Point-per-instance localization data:
----
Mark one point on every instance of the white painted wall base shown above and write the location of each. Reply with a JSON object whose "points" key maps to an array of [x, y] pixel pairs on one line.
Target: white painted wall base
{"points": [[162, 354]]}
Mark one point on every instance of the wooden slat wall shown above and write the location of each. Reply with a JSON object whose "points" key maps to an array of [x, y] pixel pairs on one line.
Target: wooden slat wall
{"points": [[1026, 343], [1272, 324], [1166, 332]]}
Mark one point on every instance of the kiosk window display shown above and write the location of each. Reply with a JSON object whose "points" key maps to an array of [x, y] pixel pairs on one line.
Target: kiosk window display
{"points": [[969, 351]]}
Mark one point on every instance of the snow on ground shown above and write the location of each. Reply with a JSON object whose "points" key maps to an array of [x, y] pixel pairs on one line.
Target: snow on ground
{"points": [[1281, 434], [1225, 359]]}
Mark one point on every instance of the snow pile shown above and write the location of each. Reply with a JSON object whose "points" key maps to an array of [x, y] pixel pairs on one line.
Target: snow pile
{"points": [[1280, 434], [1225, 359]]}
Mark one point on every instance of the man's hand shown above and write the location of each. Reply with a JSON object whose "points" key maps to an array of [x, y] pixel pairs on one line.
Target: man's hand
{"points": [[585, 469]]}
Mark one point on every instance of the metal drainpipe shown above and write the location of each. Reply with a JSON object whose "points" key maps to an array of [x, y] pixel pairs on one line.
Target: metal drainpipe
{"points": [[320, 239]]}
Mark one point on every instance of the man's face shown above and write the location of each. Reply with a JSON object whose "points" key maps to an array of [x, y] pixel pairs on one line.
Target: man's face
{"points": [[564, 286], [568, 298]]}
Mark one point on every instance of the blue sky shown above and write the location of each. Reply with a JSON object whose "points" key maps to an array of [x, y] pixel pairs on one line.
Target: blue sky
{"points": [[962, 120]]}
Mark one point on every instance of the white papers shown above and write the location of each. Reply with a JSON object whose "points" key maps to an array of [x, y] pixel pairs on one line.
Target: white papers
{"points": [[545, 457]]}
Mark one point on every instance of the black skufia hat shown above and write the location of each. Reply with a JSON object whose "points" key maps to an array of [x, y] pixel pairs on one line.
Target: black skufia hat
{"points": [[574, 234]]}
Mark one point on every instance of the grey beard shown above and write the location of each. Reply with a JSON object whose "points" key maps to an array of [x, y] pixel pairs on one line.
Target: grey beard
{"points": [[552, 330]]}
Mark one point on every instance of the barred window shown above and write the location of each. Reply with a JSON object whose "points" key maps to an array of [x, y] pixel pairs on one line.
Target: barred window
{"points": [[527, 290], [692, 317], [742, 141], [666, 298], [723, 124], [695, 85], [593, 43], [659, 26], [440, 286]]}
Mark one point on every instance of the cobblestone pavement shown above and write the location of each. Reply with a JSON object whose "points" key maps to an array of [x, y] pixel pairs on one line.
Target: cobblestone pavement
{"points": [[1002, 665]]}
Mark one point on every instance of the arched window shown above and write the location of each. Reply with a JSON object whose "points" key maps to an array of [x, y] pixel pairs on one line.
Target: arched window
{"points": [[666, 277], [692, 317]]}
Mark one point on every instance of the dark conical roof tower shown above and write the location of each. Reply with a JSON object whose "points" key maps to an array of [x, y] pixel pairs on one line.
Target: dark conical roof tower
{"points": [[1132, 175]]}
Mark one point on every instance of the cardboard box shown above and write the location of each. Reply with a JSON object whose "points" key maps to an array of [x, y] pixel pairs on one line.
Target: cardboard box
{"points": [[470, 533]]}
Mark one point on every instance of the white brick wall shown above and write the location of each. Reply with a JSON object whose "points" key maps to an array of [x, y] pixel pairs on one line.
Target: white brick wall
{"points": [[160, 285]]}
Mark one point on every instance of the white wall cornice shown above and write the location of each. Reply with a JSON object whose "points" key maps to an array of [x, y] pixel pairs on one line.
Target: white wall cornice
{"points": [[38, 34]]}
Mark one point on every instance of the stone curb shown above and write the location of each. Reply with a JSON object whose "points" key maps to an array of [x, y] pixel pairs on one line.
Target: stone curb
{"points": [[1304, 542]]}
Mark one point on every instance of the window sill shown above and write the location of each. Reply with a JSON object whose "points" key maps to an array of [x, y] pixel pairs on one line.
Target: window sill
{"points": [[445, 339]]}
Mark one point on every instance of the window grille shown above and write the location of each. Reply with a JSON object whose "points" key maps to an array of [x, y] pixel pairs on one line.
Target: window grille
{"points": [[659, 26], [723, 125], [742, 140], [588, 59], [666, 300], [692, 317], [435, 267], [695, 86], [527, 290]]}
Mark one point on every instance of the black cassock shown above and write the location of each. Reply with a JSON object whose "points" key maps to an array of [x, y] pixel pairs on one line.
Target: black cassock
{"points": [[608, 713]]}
----
• Exercise objective: Retype each line above exactly as written.

• Solution for this problem:
Mark one point on every instance of the white painted wall base shown above and write the location of each. Reply with a JSON object whose "points" key maps to an array of [x, y] pixel pairs on one line.
Target: white painted wall base
{"points": [[162, 354]]}
Mark one point on every instance of the wooden slat wall shown above and write the location of each. Reply with a JSON object whose "points" key maps to an array of [x, y] pixel pairs on one line.
Target: wooden slat wall
{"points": [[1026, 343], [1272, 324], [1166, 332]]}
Mark one point on every instance of the kiosk window display shown above and write the location of each. Reply with a JSON object whose "points" key maps to an array of [x, y] pixel pairs on one line.
Target: kiosk window display
{"points": [[969, 351]]}
Mark one point on every instance of the snow on ground shown above and write the location of each. Reply with a JSON object whose "points" key maps to an array of [x, y] pixel pairs on one line.
Target: snow on ground
{"points": [[1281, 434], [1225, 359]]}
Mark one point on every instance of the snow pile shown above and write the location of each. Reply with a JSON object whose "points" key maps to an array of [x, y] pixel pairs on one line.
Target: snow pile
{"points": [[1280, 434], [1225, 359]]}
Mark one point on every instance of the man's hand shown above and write the location of each. Reply with a JSON object whose "points" key maps to an array of [x, y] pixel pairs on one line.
Target: man's hand
{"points": [[585, 469]]}
Mark one point on every instance of the metal drainpipe shown above and write the location of each. Reply with a JSON object whose "points" key maps to an array of [x, y] pixel pairs on one line.
Target: metal drainpipe
{"points": [[320, 239]]}
Mark one point on every instance of the man's face shown above and write the location of each. Reply with a JSON object whose "points" key maps to an array of [x, y] pixel pairs on one line.
Target: man's face
{"points": [[564, 286], [568, 298]]}
Mark one point on every instance of the blue sky shown above and write the location of each. Reply with a JSON object whose "points" key maps to an array of [x, y] pixel pairs on one line.
Target: blue sky
{"points": [[962, 120]]}
Mark one point on every instance of the white papers shown above and write the location of each. Reply with a JSON object whose "points" key maps to an array of [x, y] pixel pairs on one line.
Target: white papers
{"points": [[545, 457]]}
Mark one point on every instance of the black skufia hat shown above and write the location of each. Reply with a JSON object whose "points" key maps to an array of [x, y] pixel pairs on one line.
Target: black skufia hat
{"points": [[574, 234]]}
Mark one point on every instance of the grey beard shown above and write the location of each. Reply with a JSON object whose "points" key maps to an array of [x, y] pixel pairs on one line.
Target: grey beard
{"points": [[552, 330]]}
Mark one point on every instance of the barred window shown above and write the location of each. Reply with a JSON object whose "points" key maps to an array of [x, y] pixel pairs on one line.
Target: barred window
{"points": [[527, 290], [692, 317], [742, 141], [666, 298], [723, 124], [695, 85], [593, 43], [659, 26], [440, 286]]}
Mark one point on every instance of the cobblestone pavement shown above and write the location of each. Reply with a JSON object whose "points" key maps to an array of [x, y] pixel pairs on one line.
Target: cobblestone pavement
{"points": [[1002, 665]]}
Mark one point on every instance of the arched window shown above and write the location of each. Reply with a JSON object whose "points" key maps to an array of [x, y] pixel pairs on one line.
Target: arched window
{"points": [[666, 277], [692, 317]]}
Mark one point on every instance of the dark conical roof tower shown above and write the location of each. Reply with a JSON object whose "points" key maps to an array of [x, y] pixel pairs on one line.
Target: dark conical roof tower
{"points": [[1132, 175]]}
Mark one point on every instance of the cardboard box shown above and write the location of each. Reply with a JSON object whose "points" key maps to an array of [x, y] pixel pairs on one line.
Target: cardboard box
{"points": [[470, 533]]}
Mark one point on every instance of the white brick wall shown above and write the location of each. Reply with a JSON object whose "points" key maps to an array of [x, y] pixel pairs on one line.
Target: white brick wall
{"points": [[160, 285]]}
Mark one point on every instance of the white wall cornice shown above and write the location of each. Reply with a JSON object whose "points" key maps to an array of [x, y] pixel pairs on one line.
Target: white wall cornice
{"points": [[38, 34]]}
Mark one point on every instance of the stone curb shown above and write the location of each. Reply with a JSON object whose "points" key maps to an array of [x, y] pixel pairs on one line.
Target: stone curb
{"points": [[1304, 542]]}
Mark one point on every instance of the window sill shown above and write the location of each. Reply with a JSON object whose "points" key maps to an array of [x, y] pixel pairs on one line.
Target: window sill
{"points": [[445, 339]]}
Mark one point on every instance of the window grille shown above and write the location of each. Reply with a JSON object whose "points" key maps to an array of [x, y] pixel pairs on one line.
Target: window grille
{"points": [[659, 26], [723, 125], [742, 140], [588, 59], [666, 300], [692, 317], [435, 267], [695, 86], [527, 290]]}
Mark one point on every instance of the black cassock shown above and write the location of each. Reply with a JSON object whose "points" key maps to an array of [x, y] pixel pairs on one line.
Target: black cassock
{"points": [[608, 713]]}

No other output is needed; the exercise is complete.